DIRECTIONS:
In the records below, the lines from the one containing "the white car" through the last are to be reproduced exactly and alone.

(Point-per-instance localization data)
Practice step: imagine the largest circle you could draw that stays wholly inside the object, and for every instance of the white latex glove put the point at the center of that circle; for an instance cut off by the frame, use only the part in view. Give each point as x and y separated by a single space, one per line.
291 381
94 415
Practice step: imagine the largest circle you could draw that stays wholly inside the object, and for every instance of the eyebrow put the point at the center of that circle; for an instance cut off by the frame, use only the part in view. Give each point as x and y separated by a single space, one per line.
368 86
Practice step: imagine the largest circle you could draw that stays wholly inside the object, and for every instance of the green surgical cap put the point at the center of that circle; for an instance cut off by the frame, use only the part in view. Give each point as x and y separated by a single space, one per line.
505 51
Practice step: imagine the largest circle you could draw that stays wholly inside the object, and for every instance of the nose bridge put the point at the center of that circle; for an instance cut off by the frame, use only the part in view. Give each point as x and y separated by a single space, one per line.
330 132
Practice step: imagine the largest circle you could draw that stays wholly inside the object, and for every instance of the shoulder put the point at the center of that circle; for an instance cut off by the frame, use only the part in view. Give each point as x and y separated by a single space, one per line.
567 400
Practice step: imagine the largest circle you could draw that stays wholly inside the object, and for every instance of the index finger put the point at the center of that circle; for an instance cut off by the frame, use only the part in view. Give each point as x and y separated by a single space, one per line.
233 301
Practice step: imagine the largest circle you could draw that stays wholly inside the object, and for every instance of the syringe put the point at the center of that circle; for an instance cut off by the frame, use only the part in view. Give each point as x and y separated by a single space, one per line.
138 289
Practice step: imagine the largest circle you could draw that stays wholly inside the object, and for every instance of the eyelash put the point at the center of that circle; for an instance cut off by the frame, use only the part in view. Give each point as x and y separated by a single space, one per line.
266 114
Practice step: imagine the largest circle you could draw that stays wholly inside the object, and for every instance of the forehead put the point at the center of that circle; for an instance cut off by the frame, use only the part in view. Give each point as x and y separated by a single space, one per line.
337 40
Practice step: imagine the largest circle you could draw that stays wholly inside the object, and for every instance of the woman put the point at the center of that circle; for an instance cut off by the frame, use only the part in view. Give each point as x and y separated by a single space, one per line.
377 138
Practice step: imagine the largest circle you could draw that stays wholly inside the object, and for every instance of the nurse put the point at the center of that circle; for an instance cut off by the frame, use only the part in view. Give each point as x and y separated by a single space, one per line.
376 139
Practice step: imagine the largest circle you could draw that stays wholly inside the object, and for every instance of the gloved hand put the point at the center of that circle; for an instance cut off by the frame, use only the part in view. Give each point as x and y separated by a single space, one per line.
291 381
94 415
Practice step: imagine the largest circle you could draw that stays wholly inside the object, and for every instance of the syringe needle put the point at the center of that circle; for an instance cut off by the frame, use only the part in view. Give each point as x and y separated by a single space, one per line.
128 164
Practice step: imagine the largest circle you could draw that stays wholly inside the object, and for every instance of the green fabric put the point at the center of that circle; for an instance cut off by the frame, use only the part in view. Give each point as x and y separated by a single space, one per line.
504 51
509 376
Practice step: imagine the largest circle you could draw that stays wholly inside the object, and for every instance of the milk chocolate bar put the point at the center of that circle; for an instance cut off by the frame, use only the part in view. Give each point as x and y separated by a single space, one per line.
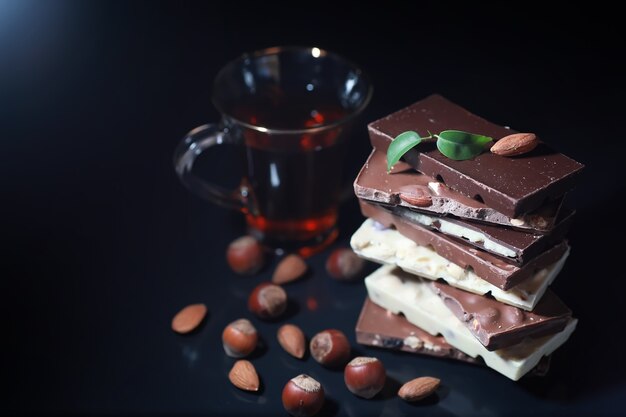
400 292
498 325
374 242
512 245
381 328
374 184
491 268
512 186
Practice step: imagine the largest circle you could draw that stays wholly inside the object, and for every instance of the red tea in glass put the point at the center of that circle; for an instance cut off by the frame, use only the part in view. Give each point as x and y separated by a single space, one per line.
289 109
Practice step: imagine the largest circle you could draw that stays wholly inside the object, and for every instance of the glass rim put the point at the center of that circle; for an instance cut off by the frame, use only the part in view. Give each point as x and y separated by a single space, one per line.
275 50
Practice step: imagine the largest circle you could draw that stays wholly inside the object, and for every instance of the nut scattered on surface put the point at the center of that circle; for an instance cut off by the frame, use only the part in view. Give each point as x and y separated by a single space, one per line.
330 348
245 255
292 339
267 301
416 196
189 318
344 264
365 376
418 388
515 144
239 338
290 268
303 396
243 375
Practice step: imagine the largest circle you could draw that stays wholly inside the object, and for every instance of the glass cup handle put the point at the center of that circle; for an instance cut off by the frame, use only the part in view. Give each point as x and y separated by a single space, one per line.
193 144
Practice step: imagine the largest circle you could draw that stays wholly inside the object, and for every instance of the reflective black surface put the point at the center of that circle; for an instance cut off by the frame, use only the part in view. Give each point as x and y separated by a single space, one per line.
102 245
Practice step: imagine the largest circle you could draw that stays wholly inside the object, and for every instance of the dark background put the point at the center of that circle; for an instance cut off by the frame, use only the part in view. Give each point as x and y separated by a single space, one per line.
102 245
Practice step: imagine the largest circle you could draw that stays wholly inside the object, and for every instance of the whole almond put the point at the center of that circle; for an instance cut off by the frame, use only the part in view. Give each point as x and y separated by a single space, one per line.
416 196
244 376
289 269
189 318
515 144
291 338
418 388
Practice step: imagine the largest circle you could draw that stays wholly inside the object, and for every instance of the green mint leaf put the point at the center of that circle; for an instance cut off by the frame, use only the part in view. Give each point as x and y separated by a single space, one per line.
459 145
400 145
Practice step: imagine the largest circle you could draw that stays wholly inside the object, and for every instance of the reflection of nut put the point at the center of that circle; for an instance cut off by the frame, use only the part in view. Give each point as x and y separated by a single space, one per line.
245 255
330 348
292 339
365 376
244 376
344 264
418 388
517 222
416 196
267 301
189 318
413 342
303 396
239 338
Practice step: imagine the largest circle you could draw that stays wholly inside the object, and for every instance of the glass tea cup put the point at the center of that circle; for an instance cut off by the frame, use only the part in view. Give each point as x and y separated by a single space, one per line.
289 110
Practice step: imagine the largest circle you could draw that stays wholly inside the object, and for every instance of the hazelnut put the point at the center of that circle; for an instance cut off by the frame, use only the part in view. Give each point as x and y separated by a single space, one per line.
289 269
330 348
364 376
344 264
303 396
239 338
292 339
245 255
267 300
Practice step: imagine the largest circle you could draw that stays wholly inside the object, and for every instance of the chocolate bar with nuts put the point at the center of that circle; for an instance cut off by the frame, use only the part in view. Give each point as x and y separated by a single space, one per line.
414 297
497 325
380 328
491 268
375 185
511 185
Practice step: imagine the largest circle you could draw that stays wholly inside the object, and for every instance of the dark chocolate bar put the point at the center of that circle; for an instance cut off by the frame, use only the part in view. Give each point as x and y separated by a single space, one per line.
514 246
375 184
497 325
512 186
380 328
491 268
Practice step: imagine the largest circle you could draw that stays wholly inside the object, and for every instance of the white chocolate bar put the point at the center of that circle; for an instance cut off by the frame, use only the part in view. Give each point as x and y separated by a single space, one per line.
388 246
453 229
400 292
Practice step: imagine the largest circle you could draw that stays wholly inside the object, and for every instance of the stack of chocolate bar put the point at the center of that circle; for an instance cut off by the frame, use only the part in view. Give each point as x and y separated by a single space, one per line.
469 247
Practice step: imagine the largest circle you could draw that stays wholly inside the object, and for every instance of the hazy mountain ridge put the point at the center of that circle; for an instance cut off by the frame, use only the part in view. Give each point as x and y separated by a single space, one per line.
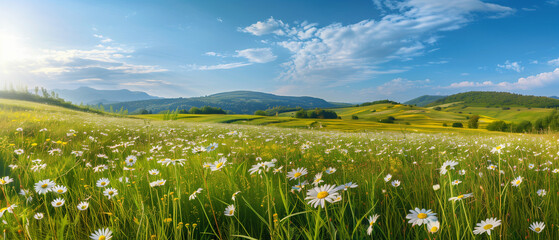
424 100
240 102
498 99
91 96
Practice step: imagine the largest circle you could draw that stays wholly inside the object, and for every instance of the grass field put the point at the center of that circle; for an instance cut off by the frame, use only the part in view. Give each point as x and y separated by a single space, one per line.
193 178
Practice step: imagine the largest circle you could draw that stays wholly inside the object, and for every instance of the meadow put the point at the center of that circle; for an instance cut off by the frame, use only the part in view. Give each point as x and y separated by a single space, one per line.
75 175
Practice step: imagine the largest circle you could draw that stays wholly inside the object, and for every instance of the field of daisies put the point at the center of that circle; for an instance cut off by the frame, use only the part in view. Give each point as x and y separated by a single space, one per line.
69 175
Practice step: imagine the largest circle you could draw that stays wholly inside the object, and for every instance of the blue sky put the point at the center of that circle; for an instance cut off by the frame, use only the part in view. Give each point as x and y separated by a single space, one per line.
347 51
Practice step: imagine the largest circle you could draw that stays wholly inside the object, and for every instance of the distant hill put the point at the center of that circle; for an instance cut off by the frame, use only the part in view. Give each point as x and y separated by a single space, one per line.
498 99
424 100
240 102
91 96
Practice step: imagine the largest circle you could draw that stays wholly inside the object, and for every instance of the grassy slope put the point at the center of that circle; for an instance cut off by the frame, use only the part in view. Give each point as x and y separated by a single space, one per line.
515 114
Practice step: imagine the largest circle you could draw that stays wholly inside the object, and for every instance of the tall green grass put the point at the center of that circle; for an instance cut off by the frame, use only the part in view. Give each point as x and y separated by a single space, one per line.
266 207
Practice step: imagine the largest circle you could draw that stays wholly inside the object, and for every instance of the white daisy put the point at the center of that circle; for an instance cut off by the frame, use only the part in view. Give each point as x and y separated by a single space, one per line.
388 177
433 227
110 192
460 197
212 147
158 183
497 149
218 165
38 216
230 210
59 202
6 180
102 234
537 227
330 170
235 195
83 206
372 220
296 173
319 195
103 182
447 166
421 216
517 181
131 160
346 186
317 179
59 189
44 186
193 195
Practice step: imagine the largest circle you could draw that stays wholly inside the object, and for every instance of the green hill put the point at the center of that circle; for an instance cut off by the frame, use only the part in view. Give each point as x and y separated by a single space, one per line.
424 100
240 102
497 99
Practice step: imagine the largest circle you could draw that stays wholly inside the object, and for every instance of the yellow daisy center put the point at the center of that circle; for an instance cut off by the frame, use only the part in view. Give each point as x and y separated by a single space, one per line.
322 195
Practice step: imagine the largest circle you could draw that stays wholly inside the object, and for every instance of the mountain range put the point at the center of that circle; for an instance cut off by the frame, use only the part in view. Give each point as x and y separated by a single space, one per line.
240 102
247 102
91 96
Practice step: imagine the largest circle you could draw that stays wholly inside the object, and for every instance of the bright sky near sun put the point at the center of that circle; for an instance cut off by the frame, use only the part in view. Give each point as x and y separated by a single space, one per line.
348 51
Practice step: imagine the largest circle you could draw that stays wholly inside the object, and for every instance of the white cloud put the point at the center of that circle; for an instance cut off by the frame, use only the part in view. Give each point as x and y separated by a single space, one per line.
466 84
525 83
89 80
515 66
394 86
354 52
554 62
148 82
257 55
103 65
269 26
217 66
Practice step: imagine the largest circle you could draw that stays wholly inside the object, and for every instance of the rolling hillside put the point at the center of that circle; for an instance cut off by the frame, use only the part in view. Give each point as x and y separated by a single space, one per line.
424 100
240 102
497 99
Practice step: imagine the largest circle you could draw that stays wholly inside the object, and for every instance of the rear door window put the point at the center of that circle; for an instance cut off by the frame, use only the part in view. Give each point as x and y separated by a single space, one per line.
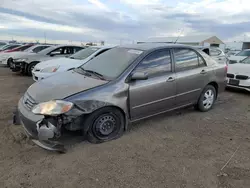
156 63
185 59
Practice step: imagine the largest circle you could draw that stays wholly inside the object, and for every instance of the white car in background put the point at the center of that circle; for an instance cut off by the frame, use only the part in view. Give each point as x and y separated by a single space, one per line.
239 56
6 58
238 75
218 55
51 67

EXERCISE OUTPUT:
Practice step: imagine the largest circle you could draw that stays wholly inside the object, and for every instance of the white car in background put the point at the center of that circle; for an instance cut off by the frame, use only the part in view. Give each point as x and y separated by a single space, one per line.
239 56
6 58
238 75
218 55
51 67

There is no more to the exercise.